What you need to do - Render every line of the listing below as a JSON list of strings, with one string per line and blank lines omitted. Leave the pictures out of the answer.

Listed records -
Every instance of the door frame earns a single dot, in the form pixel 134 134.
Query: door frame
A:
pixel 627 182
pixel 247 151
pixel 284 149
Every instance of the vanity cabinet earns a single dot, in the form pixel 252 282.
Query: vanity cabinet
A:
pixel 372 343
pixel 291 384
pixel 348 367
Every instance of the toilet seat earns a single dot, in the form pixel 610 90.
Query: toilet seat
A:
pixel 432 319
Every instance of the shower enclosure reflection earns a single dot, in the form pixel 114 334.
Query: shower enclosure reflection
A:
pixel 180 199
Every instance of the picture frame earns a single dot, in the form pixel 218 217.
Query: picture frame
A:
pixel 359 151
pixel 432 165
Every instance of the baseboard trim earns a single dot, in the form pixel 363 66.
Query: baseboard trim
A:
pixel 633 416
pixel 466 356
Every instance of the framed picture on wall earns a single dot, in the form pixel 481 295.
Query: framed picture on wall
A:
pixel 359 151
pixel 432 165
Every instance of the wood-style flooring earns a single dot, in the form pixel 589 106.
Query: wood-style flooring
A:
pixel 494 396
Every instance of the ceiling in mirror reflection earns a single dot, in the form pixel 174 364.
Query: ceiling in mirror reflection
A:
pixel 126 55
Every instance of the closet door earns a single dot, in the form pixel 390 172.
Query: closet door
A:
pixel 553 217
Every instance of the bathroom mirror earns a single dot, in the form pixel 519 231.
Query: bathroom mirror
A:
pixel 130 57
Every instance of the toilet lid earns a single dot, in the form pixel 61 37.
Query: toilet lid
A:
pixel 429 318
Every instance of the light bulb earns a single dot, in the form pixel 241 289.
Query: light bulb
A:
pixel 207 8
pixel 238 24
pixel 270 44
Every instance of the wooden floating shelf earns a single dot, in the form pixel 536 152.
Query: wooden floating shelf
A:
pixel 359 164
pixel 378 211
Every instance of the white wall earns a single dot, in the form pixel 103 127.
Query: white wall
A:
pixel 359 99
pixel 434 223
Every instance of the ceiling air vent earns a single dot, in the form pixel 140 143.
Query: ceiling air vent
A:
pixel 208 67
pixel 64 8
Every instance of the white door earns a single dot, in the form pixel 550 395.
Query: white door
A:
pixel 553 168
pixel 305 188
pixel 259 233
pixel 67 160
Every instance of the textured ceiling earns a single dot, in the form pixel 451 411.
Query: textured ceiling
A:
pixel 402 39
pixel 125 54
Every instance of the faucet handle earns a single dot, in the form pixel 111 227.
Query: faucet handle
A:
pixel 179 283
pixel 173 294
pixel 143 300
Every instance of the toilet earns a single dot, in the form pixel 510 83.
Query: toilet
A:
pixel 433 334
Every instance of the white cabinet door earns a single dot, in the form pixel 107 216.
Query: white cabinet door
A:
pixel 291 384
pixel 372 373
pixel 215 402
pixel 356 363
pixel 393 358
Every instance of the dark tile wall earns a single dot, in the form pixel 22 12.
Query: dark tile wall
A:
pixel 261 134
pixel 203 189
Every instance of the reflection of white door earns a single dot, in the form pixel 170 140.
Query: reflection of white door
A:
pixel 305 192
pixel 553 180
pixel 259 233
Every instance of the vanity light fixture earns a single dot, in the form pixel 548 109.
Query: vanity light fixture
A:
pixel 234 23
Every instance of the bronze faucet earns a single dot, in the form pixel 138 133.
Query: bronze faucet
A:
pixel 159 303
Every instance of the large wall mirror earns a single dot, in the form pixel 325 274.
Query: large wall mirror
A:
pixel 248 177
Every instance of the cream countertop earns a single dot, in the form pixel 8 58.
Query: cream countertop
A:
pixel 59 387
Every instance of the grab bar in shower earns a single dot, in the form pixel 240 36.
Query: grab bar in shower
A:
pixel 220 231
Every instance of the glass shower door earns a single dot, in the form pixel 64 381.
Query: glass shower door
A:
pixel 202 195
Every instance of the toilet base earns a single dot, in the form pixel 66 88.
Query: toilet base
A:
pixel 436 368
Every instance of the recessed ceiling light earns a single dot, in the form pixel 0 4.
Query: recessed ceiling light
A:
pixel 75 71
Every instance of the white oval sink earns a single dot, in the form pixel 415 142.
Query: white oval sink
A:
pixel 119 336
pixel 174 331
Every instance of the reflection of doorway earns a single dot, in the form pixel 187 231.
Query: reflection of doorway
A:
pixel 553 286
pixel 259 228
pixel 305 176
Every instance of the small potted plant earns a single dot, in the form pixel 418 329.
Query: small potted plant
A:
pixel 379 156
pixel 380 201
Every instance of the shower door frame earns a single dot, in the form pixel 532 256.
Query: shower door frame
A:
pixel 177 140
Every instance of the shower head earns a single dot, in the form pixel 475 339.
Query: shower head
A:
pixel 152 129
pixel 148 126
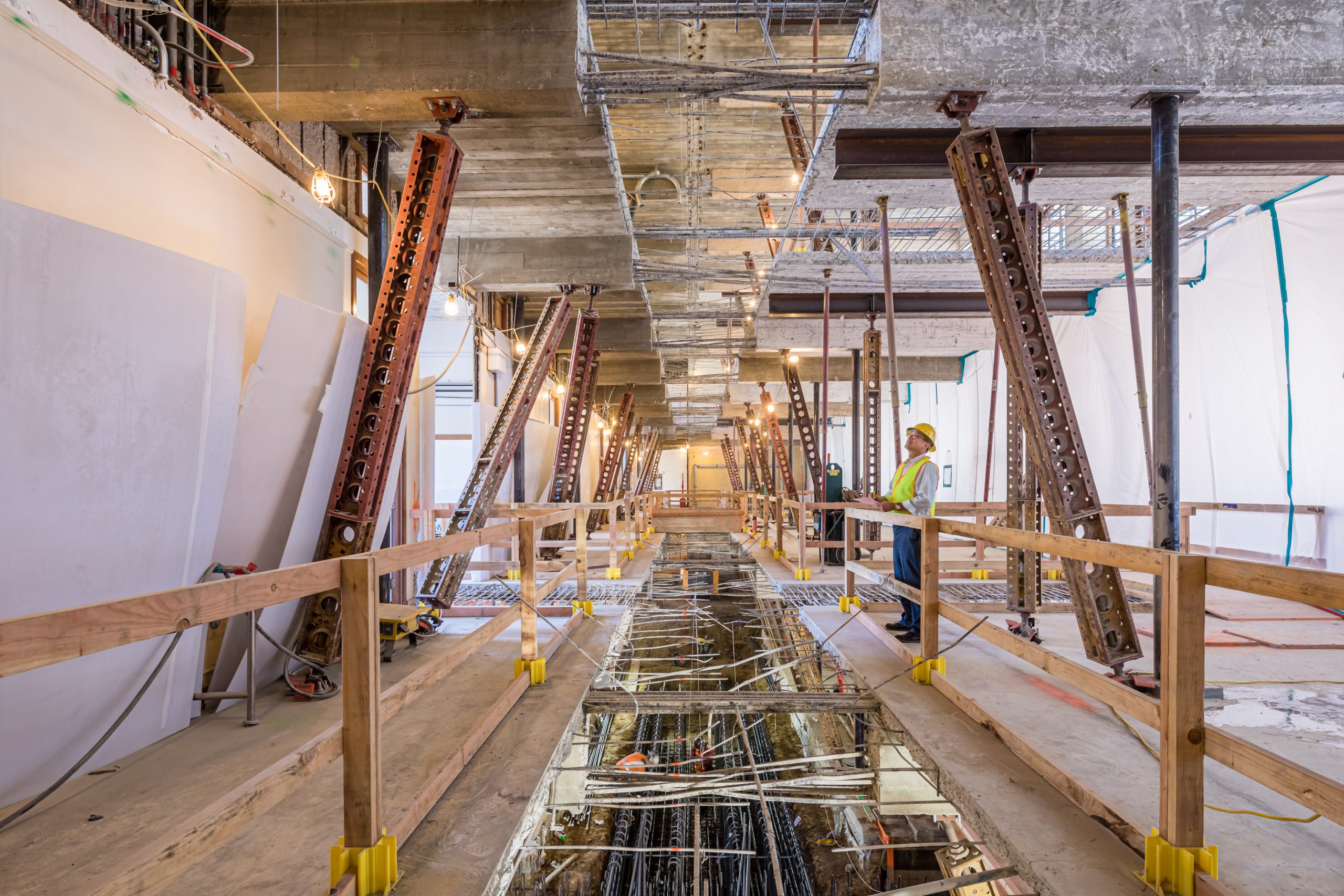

Expected answer -
[
  "Every instance of the door frame earns a single dot, in the form pixel 134 134.",
  "Query: door frame",
  "A:",
  "pixel 627 182",
  "pixel 247 151",
  "pixel 284 149",
  "Every instance of the vanity cabinet earns a single dot, in the form pixel 252 282.",
  "Query: vanity cabinet",
  "A:",
  "pixel 372 343",
  "pixel 291 384",
  "pixel 348 367",
  "Every instance of the toilet seat earns a single dot, in the form pixel 610 90.",
  "Query: toilet seat",
  "A:",
  "pixel 432 319",
  "Every instance of the shower enclosure reflection earns a single dot, in the form pixel 114 334.",
  "Query: shower enclosure reflection",
  "A:",
  "pixel 180 199",
  "Every instance of the picture frame earns a single dot, in the form pixel 218 217.",
  "Query: picture frame",
  "A:",
  "pixel 359 151",
  "pixel 432 165",
  "Every instance of the baseboard trim earns a single dot, in the form pixel 363 66.",
  "Query: baseboard trim",
  "A:",
  "pixel 633 416",
  "pixel 466 356",
  "Every instance of the framed picture on wall earns a single dot, in the form pixel 481 295.",
  "Query: framed picture on wall",
  "A:",
  "pixel 359 151",
  "pixel 432 165",
  "Every instance of the wood-style flooring earns a single dot, in the form pixel 589 106.",
  "Query: wood-style flooring",
  "A:",
  "pixel 494 396",
  "Every instance of the ceiling in mirror reflection earns a single dot, in the form pixel 174 364.",
  "Query: ceiling in mirror reflection",
  "A:",
  "pixel 126 55",
  "Every instance of the closet door earns a single dot, in the form pixel 390 172.",
  "Query: closet door",
  "A:",
  "pixel 553 217",
  "Every instance of the bathroom mirror earns a single dot, in the form pixel 519 231.",
  "Query: bathroom mirror",
  "A:",
  "pixel 130 57",
  "Every instance of the toilet lid earns a single dot, in the form pixel 61 37.",
  "Query: toilet lid",
  "A:",
  "pixel 429 318",
  "Every instance of the light bulb earns a single dot, in the form pixel 241 289.",
  "Query: light bulb",
  "A:",
  "pixel 207 8",
  "pixel 238 24",
  "pixel 270 44",
  "Every instance of the wooden floating shelf earns a single dot, in the form pixel 536 152.",
  "Query: wooden floating shelf",
  "A:",
  "pixel 359 164",
  "pixel 378 211",
  "Every instance of the white wall earns a single dot, in the form pixel 103 127.",
  "Query: white wall",
  "A:",
  "pixel 359 99",
  "pixel 434 223",
  "Every instance of the ceiling air vent earns a single dot, in the form pixel 140 143.",
  "Query: ceiling air vent",
  "A:",
  "pixel 208 67",
  "pixel 64 8",
  "Every instance of the white door earns a single dot, in the form pixel 550 395.",
  "Query: white door",
  "A:",
  "pixel 553 168",
  "pixel 305 188",
  "pixel 259 233",
  "pixel 67 160",
  "Every instance of the textured ceiling earns a single dot, in the form pixel 451 411.",
  "Query: textured ceiling",
  "A:",
  "pixel 402 39",
  "pixel 125 54",
  "Every instance of the faucet handle earns a single dot, in the form pixel 111 227.",
  "Query: faucet handle",
  "A:",
  "pixel 179 283",
  "pixel 173 294",
  "pixel 143 300",
  "Every instance of the toilet earns a single dot, in the form pixel 510 83.",
  "Query: toilet",
  "A:",
  "pixel 433 334",
  "Every instance of the white cabinet door earns a single dot, in the form pixel 107 216.",
  "Query: white cabinet door",
  "A:",
  "pixel 291 384",
  "pixel 372 373",
  "pixel 215 402",
  "pixel 356 363",
  "pixel 393 358",
  "Every instance of the dark tile wall earns a single dot, in the form pixel 22 12.",
  "Query: dark tile wall",
  "A:",
  "pixel 261 134",
  "pixel 203 189",
  "Every instance of the reflection of white door earns a single dot, in the form pixel 170 140.",
  "Query: reflection of white door",
  "A:",
  "pixel 305 192",
  "pixel 553 180",
  "pixel 259 233",
  "Every instance of the vanity light fixture earns a single dot, in the form pixel 548 109.",
  "Query: vanity light fixture",
  "A:",
  "pixel 234 23",
  "Every instance of the bronze faucet earns a single dot, in the form pixel 138 133.",
  "Query: bronze faucet",
  "A:",
  "pixel 159 303",
  "Every instance of the large wall mirror earns a single dot, in the form pixel 325 274.",
  "Query: large wall mirror",
  "A:",
  "pixel 248 177",
  "Every instance of the cream countertop earns a single dot, in the form pixel 8 58.",
  "Query: cream countertop",
  "A:",
  "pixel 59 387",
  "Every instance of the grab bar in shower earns a single dot, in the form pixel 240 36.",
  "Query: grab bar in shower",
  "A:",
  "pixel 220 231",
  "Every instance of the glass shower door earns a single dot, in the form pixel 64 381.",
  "Query: glass shower door",
  "A:",
  "pixel 202 195",
  "Every instance of the toilet base earns a single dot, in the form pixel 66 88.",
  "Query: toilet base",
  "A:",
  "pixel 436 368",
  "Every instance of the recessed ceiling light earns a single dot, in the form pixel 0 4.",
  "Query: recessed ceiling light",
  "A:",
  "pixel 75 71",
  "Every instance of the white oval sink earns a single dot, in the form pixel 415 142.",
  "Query: white oval sink",
  "A:",
  "pixel 119 336",
  "pixel 174 331",
  "Every instance of the reflection of doorway earns a single dot, in the form pixel 187 231.",
  "Query: reflection of doorway",
  "A:",
  "pixel 553 286",
  "pixel 259 228",
  "pixel 305 176",
  "Every instance of the small potted plant earns a single dot, in the form pixel 418 329.",
  "Query: small potted plant",
  "A:",
  "pixel 379 156",
  "pixel 380 201",
  "Every instance of the shower door frame earns a single dot, in the form pixel 532 256.",
  "Query: shower door frame",
  "A:",
  "pixel 177 140",
  "Every instance of the shower head earns a single dot, in the form pixel 475 339.",
  "Query: shower head",
  "A:",
  "pixel 152 129",
  "pixel 148 126"
]